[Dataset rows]
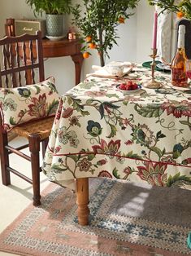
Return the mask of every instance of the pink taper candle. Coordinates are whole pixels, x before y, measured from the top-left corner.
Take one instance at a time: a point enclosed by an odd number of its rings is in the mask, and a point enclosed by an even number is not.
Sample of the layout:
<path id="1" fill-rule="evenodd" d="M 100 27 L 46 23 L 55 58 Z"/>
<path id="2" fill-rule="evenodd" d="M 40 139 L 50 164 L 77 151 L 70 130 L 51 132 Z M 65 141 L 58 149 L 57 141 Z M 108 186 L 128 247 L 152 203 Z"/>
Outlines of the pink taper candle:
<path id="1" fill-rule="evenodd" d="M 154 26 L 153 26 L 153 49 L 157 48 L 157 20 L 158 20 L 158 13 L 157 11 L 154 14 Z"/>

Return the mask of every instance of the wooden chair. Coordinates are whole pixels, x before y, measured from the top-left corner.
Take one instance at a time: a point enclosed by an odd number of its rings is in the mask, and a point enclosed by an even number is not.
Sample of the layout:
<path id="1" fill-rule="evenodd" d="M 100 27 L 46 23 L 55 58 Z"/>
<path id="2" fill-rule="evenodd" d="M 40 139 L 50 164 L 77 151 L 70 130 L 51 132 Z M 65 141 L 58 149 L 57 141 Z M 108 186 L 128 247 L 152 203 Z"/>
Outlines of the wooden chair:
<path id="1" fill-rule="evenodd" d="M 27 85 L 34 84 L 36 69 L 38 70 L 39 82 L 44 81 L 42 42 L 40 31 L 37 35 L 5 37 L 0 40 L 0 47 L 2 48 L 3 59 L 3 68 L 1 67 L 0 71 L 0 87 L 20 87 L 24 86 L 23 81 L 25 81 Z M 24 77 L 22 77 L 23 73 Z M 8 143 L 8 132 L 2 128 L 2 117 L 0 114 L 0 156 L 2 184 L 6 186 L 11 184 L 10 172 L 33 184 L 33 199 L 35 206 L 41 205 L 40 143 L 42 142 L 42 155 L 44 156 L 53 121 L 54 117 L 51 117 L 14 127 L 12 130 L 15 133 L 28 139 L 28 144 L 14 148 Z M 27 147 L 29 147 L 30 157 L 20 152 L 21 149 Z M 9 155 L 11 153 L 15 153 L 31 161 L 32 179 L 10 166 Z M 22 166 L 22 165 L 20 166 Z"/>

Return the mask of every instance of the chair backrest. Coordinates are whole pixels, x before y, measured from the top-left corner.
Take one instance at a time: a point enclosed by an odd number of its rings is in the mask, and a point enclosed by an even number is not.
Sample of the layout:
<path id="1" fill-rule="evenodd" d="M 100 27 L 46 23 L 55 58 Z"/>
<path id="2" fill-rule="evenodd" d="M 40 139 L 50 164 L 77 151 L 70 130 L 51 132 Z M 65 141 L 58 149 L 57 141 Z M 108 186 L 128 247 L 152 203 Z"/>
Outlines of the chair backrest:
<path id="1" fill-rule="evenodd" d="M 34 84 L 35 70 L 38 81 L 45 80 L 41 33 L 0 39 L 2 65 L 0 87 L 18 87 Z"/>

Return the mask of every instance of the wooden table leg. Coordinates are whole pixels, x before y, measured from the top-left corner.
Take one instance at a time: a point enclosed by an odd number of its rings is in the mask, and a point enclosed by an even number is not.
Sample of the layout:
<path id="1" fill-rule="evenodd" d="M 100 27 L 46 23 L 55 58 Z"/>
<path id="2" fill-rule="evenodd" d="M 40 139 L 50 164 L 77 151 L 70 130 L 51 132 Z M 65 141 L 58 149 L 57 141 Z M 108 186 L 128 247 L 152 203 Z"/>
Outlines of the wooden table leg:
<path id="1" fill-rule="evenodd" d="M 89 224 L 89 178 L 80 178 L 76 179 L 77 196 L 77 216 L 78 223 L 81 226 Z"/>
<path id="2" fill-rule="evenodd" d="M 77 54 L 71 56 L 75 64 L 76 86 L 80 82 L 81 66 L 83 62 L 82 54 Z"/>

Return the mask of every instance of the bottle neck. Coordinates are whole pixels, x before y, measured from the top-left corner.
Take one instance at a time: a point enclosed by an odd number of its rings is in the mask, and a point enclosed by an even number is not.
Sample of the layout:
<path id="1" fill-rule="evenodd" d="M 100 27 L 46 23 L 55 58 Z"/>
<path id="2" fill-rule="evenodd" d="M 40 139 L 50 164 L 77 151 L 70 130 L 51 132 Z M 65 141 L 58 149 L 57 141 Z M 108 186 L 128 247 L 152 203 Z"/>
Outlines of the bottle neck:
<path id="1" fill-rule="evenodd" d="M 184 33 L 179 33 L 178 35 L 178 45 L 177 48 L 184 48 L 184 42 L 185 42 L 185 34 Z"/>

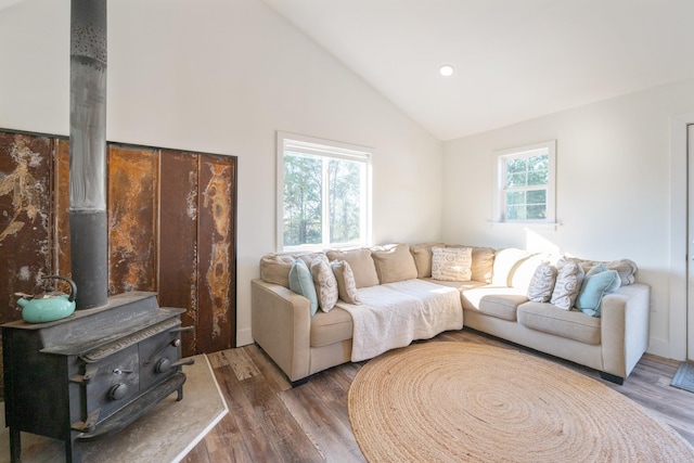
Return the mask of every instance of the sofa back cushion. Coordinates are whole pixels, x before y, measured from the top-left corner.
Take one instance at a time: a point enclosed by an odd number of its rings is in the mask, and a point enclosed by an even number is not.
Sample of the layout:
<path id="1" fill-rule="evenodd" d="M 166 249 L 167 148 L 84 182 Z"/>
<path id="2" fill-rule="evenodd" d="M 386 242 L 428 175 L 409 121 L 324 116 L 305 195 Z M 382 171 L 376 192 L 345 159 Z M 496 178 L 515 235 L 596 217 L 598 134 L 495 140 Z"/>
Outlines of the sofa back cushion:
<path id="1" fill-rule="evenodd" d="M 389 244 L 371 250 L 381 284 L 413 280 L 417 275 L 414 257 L 407 244 Z"/>
<path id="2" fill-rule="evenodd" d="M 349 263 L 357 287 L 369 287 L 378 284 L 378 274 L 371 257 L 371 249 L 365 247 L 347 250 L 332 249 L 326 254 L 331 261 L 344 260 Z"/>
<path id="3" fill-rule="evenodd" d="M 310 269 L 313 259 L 324 255 L 324 253 L 267 254 L 260 258 L 260 279 L 266 283 L 290 287 L 290 269 L 297 258 L 304 260 Z"/>
<path id="4" fill-rule="evenodd" d="M 295 259 L 290 268 L 290 290 L 306 297 L 311 307 L 311 317 L 318 310 L 318 293 L 313 284 L 313 275 L 301 259 Z"/>
<path id="5" fill-rule="evenodd" d="M 492 247 L 461 246 L 458 244 L 448 245 L 447 247 L 470 247 L 473 249 L 472 280 L 491 283 L 494 267 L 494 249 Z"/>
<path id="6" fill-rule="evenodd" d="M 471 281 L 473 249 L 470 247 L 432 248 L 432 278 L 442 281 Z"/>
<path id="7" fill-rule="evenodd" d="M 619 281 L 621 286 L 627 286 L 629 284 L 633 284 L 637 279 L 635 274 L 639 270 L 637 262 L 630 259 L 619 259 L 612 261 L 600 261 L 600 260 L 586 260 L 579 259 L 576 257 L 563 256 L 562 260 L 575 261 L 578 262 L 586 273 L 588 273 L 593 267 L 602 263 L 605 266 L 607 270 L 616 270 L 619 274 Z"/>
<path id="8" fill-rule="evenodd" d="M 530 255 L 531 254 L 529 252 L 515 247 L 498 249 L 494 255 L 491 284 L 494 286 L 514 286 L 513 275 L 515 271 L 528 257 L 530 257 Z M 529 278 L 532 278 L 532 273 L 530 273 Z"/>
<path id="9" fill-rule="evenodd" d="M 416 278 L 432 278 L 432 248 L 444 247 L 444 243 L 421 243 L 410 246 L 410 253 L 414 257 Z"/>
<path id="10" fill-rule="evenodd" d="M 290 270 L 296 258 L 290 254 L 268 254 L 260 258 L 260 278 L 266 283 L 290 287 Z"/>

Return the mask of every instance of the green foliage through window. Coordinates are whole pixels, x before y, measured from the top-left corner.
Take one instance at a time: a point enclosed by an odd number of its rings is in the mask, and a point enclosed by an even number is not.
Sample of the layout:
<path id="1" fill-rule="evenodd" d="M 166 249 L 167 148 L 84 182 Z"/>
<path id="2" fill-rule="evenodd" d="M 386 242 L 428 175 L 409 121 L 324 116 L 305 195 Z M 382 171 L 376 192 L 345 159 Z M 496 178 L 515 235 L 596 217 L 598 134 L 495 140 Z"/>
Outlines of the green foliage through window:
<path id="1" fill-rule="evenodd" d="M 297 141 L 291 141 L 291 150 L 286 143 L 283 247 L 365 243 L 368 157 Z"/>

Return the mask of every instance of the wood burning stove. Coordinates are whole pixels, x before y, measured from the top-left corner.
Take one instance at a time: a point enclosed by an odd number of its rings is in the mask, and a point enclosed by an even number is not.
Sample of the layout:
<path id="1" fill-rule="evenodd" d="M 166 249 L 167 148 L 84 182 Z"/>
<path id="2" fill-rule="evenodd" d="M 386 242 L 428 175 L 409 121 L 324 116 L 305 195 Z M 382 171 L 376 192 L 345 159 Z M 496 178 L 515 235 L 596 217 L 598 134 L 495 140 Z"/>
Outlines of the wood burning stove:
<path id="1" fill-rule="evenodd" d="M 106 0 L 70 1 L 70 258 L 76 312 L 2 325 L 5 424 L 20 461 L 21 432 L 79 441 L 117 432 L 160 400 L 183 397 L 184 309 L 155 293 L 107 297 Z M 54 319 L 53 319 L 54 320 Z"/>
<path id="2" fill-rule="evenodd" d="M 12 462 L 21 432 L 62 439 L 67 462 L 79 441 L 115 433 L 177 391 L 183 397 L 180 313 L 155 293 L 113 296 L 67 319 L 2 325 L 5 424 Z"/>

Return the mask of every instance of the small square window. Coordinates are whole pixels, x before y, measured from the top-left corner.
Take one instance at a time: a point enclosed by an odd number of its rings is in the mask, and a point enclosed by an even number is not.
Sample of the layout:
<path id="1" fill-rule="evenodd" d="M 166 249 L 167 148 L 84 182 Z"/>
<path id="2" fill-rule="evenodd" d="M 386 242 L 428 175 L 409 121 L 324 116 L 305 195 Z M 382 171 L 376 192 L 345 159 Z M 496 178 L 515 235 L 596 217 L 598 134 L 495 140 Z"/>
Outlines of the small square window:
<path id="1" fill-rule="evenodd" d="M 496 220 L 554 223 L 556 141 L 504 150 L 496 155 Z"/>

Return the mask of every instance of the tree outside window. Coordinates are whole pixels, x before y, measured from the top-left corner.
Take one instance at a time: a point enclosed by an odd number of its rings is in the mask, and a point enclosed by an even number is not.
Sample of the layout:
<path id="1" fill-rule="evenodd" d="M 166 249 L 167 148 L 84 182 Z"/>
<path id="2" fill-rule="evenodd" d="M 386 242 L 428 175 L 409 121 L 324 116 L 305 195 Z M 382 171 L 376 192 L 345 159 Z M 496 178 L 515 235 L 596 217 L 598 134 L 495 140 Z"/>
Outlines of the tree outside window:
<path id="1" fill-rule="evenodd" d="M 497 217 L 502 222 L 554 222 L 555 142 L 497 153 Z"/>
<path id="2" fill-rule="evenodd" d="M 280 248 L 367 244 L 369 153 L 279 137 Z"/>

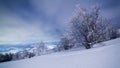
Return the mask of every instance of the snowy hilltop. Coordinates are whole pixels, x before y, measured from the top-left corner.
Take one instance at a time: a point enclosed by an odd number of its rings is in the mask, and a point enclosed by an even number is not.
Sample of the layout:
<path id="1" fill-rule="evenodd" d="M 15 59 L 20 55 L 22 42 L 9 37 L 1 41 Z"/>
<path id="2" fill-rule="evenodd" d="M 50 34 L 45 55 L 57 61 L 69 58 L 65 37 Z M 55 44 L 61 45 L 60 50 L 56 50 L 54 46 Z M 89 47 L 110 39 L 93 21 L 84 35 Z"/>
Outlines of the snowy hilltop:
<path id="1" fill-rule="evenodd" d="M 106 45 L 97 47 L 98 45 Z M 0 68 L 120 68 L 120 38 L 82 51 L 66 51 L 0 64 Z"/>

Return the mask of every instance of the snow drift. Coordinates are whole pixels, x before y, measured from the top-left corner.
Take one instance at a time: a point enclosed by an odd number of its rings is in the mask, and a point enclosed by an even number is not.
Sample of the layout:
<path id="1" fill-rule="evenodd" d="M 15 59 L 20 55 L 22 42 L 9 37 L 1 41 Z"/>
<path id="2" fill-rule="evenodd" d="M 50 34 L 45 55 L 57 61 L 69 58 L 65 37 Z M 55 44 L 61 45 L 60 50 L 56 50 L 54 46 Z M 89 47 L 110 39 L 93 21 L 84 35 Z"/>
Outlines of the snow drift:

### TASK REQUIREMENTS
Rewrite the listing from its start through the line containing "143 L 8 132" as a JSON list of strings, one string per line, with blank lines omitted. Leave the picture out.

### OUTPUT FOR THIS EXERCISE
[
  "Return the mask of every instance of the pink taper candle. Coordinates are whole pixels, x before y, measured from the top-left corner.",
  "Take one instance at a time: a point enclosed by an odd number of its rings is in the mask, and a point enclosed by an even number is not.",
  "Sample of the layout:",
  "<path id=\"1\" fill-rule=\"evenodd\" d=\"M 100 27 L 46 23 L 55 58 Z\"/>",
  "<path id=\"2\" fill-rule=\"evenodd\" d=\"M 40 139 L 50 164 L 77 151 L 70 130 L 51 132 Z M 65 141 L 58 149 L 57 141 Z M 108 186 L 128 247 L 152 203 Z\"/>",
  "Outlines of the pink taper candle:",
  "<path id=\"1\" fill-rule=\"evenodd\" d=\"M 154 26 L 153 26 L 153 49 L 157 48 L 157 20 L 158 20 L 158 13 L 157 11 L 154 14 Z\"/>",
  "Return the mask of every instance of the wooden chair. Coordinates are whole pixels, x before y, measured from the top-left corner.",
  "Take one instance at a time: a point enclosed by an odd number of its rings is in the mask, and a point enclosed by an even number is not.",
  "Sample of the layout:",
  "<path id=\"1\" fill-rule=\"evenodd\" d=\"M 100 27 L 46 23 L 55 58 Z\"/>",
  "<path id=\"2\" fill-rule=\"evenodd\" d=\"M 40 139 L 50 164 L 77 151 L 70 130 L 51 132 Z M 65 141 L 58 149 L 57 141 Z M 108 186 L 128 247 L 152 203 Z\"/>",
  "Outlines of the wooden chair:",
  "<path id=\"1\" fill-rule=\"evenodd\" d=\"M 27 85 L 34 84 L 36 69 L 38 70 L 39 82 L 44 81 L 42 42 L 40 31 L 37 35 L 5 37 L 0 40 L 0 47 L 2 48 L 3 59 L 3 68 L 1 67 L 0 71 L 0 87 L 20 87 L 24 86 L 23 81 L 25 81 Z M 24 77 L 22 77 L 23 73 Z M 8 143 L 8 132 L 2 128 L 2 117 L 0 114 L 0 156 L 2 184 L 6 186 L 11 184 L 10 172 L 33 184 L 33 199 L 35 206 L 41 205 L 40 143 L 42 142 L 42 155 L 44 156 L 53 121 L 54 117 L 51 117 L 14 127 L 12 130 L 15 133 L 28 139 L 28 144 L 14 148 Z M 27 147 L 29 147 L 30 157 L 20 152 L 21 149 Z M 9 155 L 11 153 L 15 153 L 31 161 L 32 179 L 10 166 Z M 22 166 L 22 165 L 20 166 Z\"/>"
]